EXERCISE INPUTS:
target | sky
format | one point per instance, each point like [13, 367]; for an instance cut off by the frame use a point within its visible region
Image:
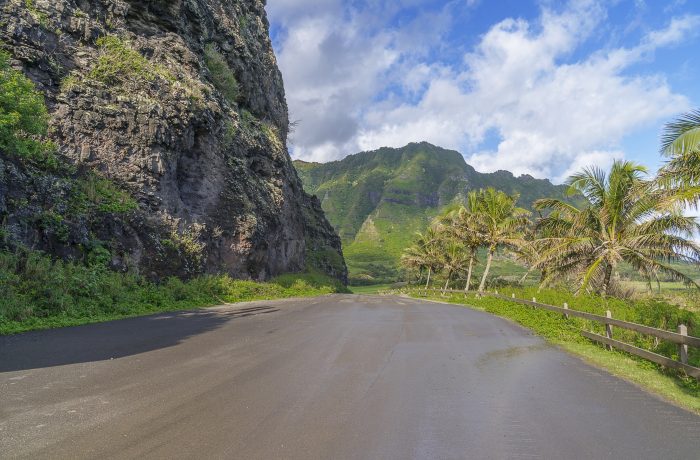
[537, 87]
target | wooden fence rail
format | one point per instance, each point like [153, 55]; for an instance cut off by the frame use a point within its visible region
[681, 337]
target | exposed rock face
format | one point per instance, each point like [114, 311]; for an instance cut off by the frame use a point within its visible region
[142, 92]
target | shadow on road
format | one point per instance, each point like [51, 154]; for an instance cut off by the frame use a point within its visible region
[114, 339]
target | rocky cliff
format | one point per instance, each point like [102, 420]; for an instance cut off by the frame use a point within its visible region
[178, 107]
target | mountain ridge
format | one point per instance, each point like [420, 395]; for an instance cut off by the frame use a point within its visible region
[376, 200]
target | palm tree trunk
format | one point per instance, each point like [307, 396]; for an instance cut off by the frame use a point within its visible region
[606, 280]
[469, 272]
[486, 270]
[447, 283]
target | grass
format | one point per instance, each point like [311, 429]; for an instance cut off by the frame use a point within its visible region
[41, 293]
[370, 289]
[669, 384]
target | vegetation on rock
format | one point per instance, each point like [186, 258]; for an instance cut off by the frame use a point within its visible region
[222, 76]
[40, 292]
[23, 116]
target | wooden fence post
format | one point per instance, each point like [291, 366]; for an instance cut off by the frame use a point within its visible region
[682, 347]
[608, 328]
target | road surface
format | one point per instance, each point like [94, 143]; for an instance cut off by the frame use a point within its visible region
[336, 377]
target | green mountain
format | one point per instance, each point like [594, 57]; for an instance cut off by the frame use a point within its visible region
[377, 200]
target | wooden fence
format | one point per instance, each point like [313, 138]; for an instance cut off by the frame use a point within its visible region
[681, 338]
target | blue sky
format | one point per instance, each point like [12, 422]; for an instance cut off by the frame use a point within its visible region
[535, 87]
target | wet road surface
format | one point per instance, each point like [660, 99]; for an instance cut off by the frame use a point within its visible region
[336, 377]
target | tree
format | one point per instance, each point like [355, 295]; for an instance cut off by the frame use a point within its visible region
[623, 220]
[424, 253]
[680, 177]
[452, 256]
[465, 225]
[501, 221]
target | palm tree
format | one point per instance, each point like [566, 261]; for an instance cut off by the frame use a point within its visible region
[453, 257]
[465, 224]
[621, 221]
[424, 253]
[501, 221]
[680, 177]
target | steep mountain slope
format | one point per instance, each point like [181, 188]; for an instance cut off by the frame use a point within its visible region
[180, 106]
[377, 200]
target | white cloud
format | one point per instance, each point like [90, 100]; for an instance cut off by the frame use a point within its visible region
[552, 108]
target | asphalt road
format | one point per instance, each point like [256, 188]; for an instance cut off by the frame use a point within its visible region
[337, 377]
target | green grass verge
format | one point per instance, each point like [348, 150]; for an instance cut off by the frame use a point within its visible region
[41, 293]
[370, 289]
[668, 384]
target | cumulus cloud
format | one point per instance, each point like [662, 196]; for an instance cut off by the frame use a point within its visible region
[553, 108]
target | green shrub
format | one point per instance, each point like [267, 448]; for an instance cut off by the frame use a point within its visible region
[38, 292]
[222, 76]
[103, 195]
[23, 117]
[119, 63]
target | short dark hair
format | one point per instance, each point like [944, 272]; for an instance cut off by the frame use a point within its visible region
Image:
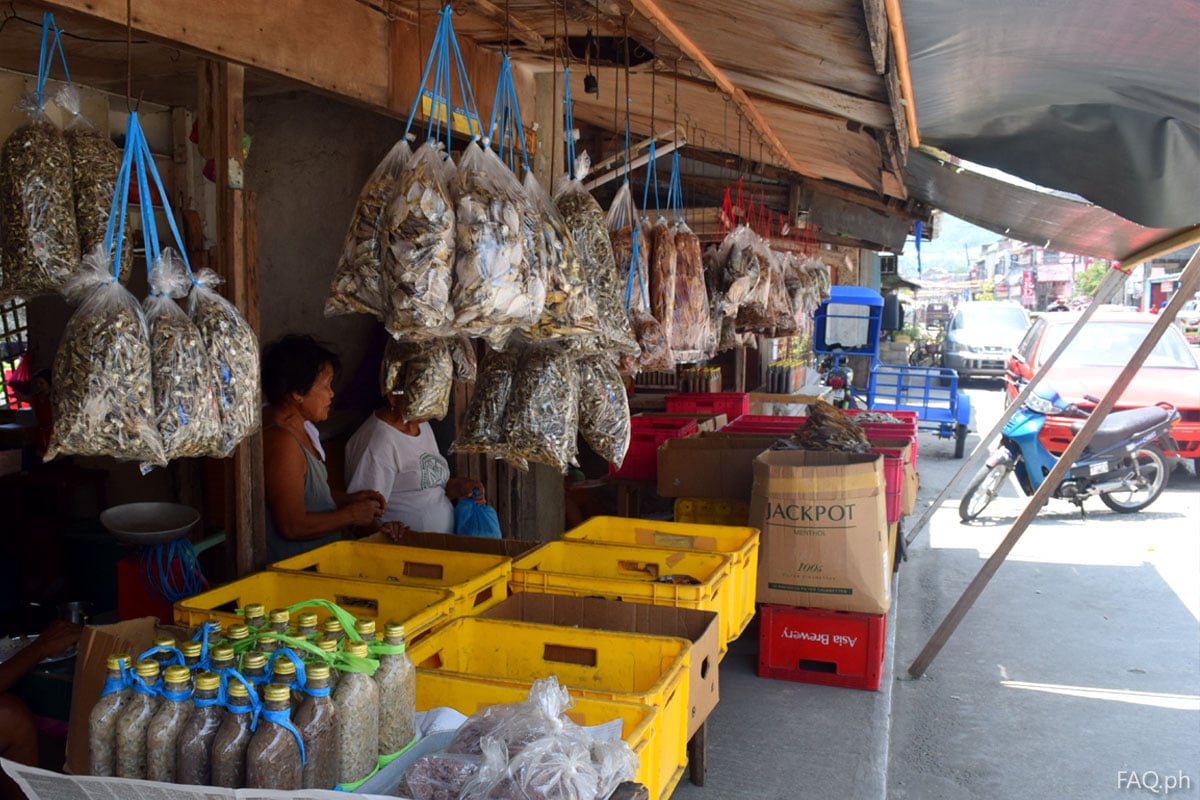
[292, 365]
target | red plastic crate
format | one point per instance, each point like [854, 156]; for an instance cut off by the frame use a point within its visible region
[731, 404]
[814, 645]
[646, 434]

EXERCISE TASK: From the line containing "target | green shrub" down to the final line of the listing above, write out only those lines exactly as they are, minus the pictures.

SOLVED PROBLEM:
target | green shrub
format | one point per instance, each point like [267, 448]; for an instance cut off by the frame use a point within its visible region
[38, 292]
[222, 76]
[103, 195]
[23, 117]
[119, 63]
target | short dark hair
format | one point per instance, each point like [944, 272]; for an instance cut off by the frame use a point within its visible region
Image:
[292, 365]
target | red plastic crate
format | one point per instance, each point like [854, 156]; for an instance cut off by the frame use a point within its visible region
[731, 404]
[814, 645]
[646, 434]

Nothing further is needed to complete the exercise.